[What to work on]
Copy word for word everything from the line containing "shown in [51,55]." down to the final line below, including both of those lines.

[Provided entries]
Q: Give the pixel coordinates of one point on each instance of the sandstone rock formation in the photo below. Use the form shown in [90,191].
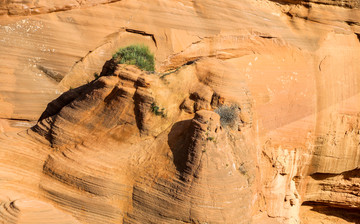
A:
[98,152]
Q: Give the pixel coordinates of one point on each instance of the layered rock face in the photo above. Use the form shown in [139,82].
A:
[139,147]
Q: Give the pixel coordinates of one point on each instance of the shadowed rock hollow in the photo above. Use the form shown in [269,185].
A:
[139,147]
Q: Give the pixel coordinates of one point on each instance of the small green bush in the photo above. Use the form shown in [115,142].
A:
[228,115]
[96,75]
[157,111]
[138,55]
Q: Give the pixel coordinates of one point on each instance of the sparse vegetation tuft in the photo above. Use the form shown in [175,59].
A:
[228,115]
[157,111]
[96,75]
[138,55]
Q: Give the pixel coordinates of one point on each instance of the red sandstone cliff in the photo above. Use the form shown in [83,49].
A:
[98,154]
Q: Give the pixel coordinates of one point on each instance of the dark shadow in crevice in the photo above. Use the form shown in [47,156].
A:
[179,141]
[351,215]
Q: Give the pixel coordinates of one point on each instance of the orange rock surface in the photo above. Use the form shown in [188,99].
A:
[78,150]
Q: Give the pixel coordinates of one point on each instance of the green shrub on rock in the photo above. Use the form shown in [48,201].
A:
[138,55]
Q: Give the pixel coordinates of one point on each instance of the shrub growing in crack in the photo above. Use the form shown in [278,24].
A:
[229,115]
[157,111]
[138,55]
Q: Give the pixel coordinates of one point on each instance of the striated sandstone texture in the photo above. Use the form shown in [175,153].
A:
[78,150]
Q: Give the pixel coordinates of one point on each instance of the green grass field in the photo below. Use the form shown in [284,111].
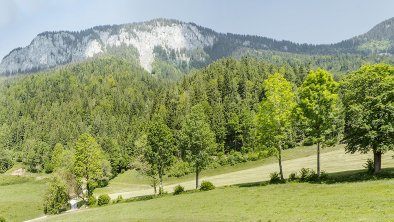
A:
[133,181]
[21,198]
[358,201]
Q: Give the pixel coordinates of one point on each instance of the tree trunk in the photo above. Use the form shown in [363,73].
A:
[280,163]
[161,182]
[318,159]
[377,160]
[197,172]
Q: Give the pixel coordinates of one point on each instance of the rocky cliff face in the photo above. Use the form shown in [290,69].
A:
[50,49]
[185,45]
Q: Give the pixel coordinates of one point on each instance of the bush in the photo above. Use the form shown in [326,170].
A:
[293,176]
[179,168]
[206,185]
[253,156]
[56,198]
[369,165]
[308,175]
[92,201]
[103,199]
[275,178]
[323,175]
[118,199]
[5,162]
[235,157]
[179,189]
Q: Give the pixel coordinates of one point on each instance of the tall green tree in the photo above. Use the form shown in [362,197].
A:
[56,197]
[368,96]
[160,148]
[89,161]
[319,109]
[197,140]
[275,122]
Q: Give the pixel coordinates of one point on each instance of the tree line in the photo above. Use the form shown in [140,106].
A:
[113,113]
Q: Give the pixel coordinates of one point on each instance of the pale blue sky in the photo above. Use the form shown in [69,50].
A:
[303,21]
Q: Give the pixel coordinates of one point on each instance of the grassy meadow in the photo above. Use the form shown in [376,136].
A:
[356,201]
[21,198]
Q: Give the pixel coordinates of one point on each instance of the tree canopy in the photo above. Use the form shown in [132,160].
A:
[368,95]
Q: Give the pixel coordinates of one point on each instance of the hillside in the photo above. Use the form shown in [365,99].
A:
[286,202]
[185,45]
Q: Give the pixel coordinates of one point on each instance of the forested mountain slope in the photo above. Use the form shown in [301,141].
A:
[184,45]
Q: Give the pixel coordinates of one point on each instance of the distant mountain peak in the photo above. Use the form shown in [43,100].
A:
[184,44]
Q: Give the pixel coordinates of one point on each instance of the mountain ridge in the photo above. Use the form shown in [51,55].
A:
[185,44]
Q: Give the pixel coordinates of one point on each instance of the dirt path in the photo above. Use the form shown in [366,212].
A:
[334,161]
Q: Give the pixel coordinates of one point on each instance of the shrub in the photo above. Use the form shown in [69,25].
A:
[5,162]
[323,175]
[304,174]
[56,198]
[103,199]
[235,157]
[206,185]
[293,176]
[308,175]
[118,199]
[275,178]
[92,201]
[179,189]
[369,165]
[162,191]
[253,156]
[179,168]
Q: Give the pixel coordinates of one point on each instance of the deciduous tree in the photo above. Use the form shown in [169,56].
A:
[197,140]
[275,122]
[320,111]
[368,96]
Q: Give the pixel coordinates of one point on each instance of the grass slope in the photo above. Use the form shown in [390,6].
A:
[360,201]
[131,181]
[21,198]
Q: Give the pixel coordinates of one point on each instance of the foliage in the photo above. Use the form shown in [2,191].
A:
[293,176]
[178,190]
[92,200]
[103,199]
[119,199]
[160,150]
[308,175]
[319,110]
[56,198]
[179,168]
[275,120]
[368,97]
[36,154]
[90,163]
[108,97]
[197,140]
[6,162]
[275,178]
[206,185]
[369,165]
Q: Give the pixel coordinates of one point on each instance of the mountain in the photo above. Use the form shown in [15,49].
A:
[185,45]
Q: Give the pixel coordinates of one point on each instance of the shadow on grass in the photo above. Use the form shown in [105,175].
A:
[358,176]
[350,176]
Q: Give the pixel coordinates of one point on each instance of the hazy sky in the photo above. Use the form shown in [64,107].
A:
[310,21]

[Written response]
Q: Give the pixel coordinates of one point on each instance of the mountain ridge in the photo above. Use the form shown in [51,55].
A:
[185,44]
Q: Give the pixel coordinates of one point on each instance of the dirt path in the photo above. Use the form shown in [366,212].
A:
[334,161]
Q: Give the pixel coordinates of one point on each instance of the shrub in the photo above. Use the form shown in [69,25].
A:
[5,162]
[323,175]
[304,174]
[56,198]
[103,199]
[235,157]
[206,185]
[293,176]
[308,175]
[118,199]
[275,178]
[92,201]
[179,189]
[369,165]
[162,191]
[253,156]
[179,168]
Q: Give the pixel coordinates of one point on each instance of the deciduous tree in the photo above. Use the form shown in [169,56].
A:
[197,140]
[275,122]
[320,111]
[368,96]
Q: Give the pixel coordinates of one point on each instance of the grass slope in the photo above. Use the form shown in [390,6].
A:
[360,201]
[131,181]
[21,198]
Q: Give the pixel coordinates of one point on each instance of the foliage in the photo above. Use the form shown in [2,191].
A:
[293,176]
[178,190]
[92,200]
[103,199]
[119,199]
[160,150]
[308,175]
[319,110]
[56,198]
[179,168]
[275,120]
[368,97]
[36,154]
[90,163]
[108,97]
[197,140]
[6,162]
[275,178]
[206,185]
[369,165]
Q: Give the pixel coordinates of one point on each instance of the mountain in the photo above. Use the form shown in [15,49].
A:
[185,45]
Q: Give the pixel coordinates of one point on each instance of the shadow on grass in the photo above. Use the form shown in [105,175].
A:
[358,176]
[350,176]
Q: Give the pixel coordinates of one point on each instance of the hazy sky in the photo above. Use the form shown in [64,107].
A:
[310,21]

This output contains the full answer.